• [Records]:
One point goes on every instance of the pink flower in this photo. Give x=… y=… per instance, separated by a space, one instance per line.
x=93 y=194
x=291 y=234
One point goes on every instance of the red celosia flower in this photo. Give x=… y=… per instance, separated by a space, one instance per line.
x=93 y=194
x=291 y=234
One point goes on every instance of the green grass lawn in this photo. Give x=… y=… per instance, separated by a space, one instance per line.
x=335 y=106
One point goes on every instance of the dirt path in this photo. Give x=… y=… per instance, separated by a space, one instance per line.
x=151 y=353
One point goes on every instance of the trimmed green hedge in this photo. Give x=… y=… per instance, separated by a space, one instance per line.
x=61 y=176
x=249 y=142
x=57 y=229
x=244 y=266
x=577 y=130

• [About this exercise]:
Output the complete set of records word for word.

• [Solution to the problem]:
One point goes on every instance of the pink flower in this photo. Give x=… y=… per instance, separated by a space, one instance per line.
x=93 y=194
x=291 y=234
One point goes on every instance of the red celosia flower in this photo. Give x=… y=… per instance, separated by a space, one instance per line.
x=93 y=194
x=291 y=234
One point goes on every instance of the green grass lawn in this photo. Give x=… y=… per instance, separated by a space, one instance per line.
x=335 y=106
One point goes on every instance of the dirt path in this photo. Give x=… y=… per instance, separated by a space, one instance per line.
x=151 y=353
One point goes on every instance of the trimmed green hedge in this photo. Give x=… y=… per instance, separated by a space, one instance per line.
x=61 y=176
x=249 y=142
x=57 y=229
x=244 y=266
x=577 y=130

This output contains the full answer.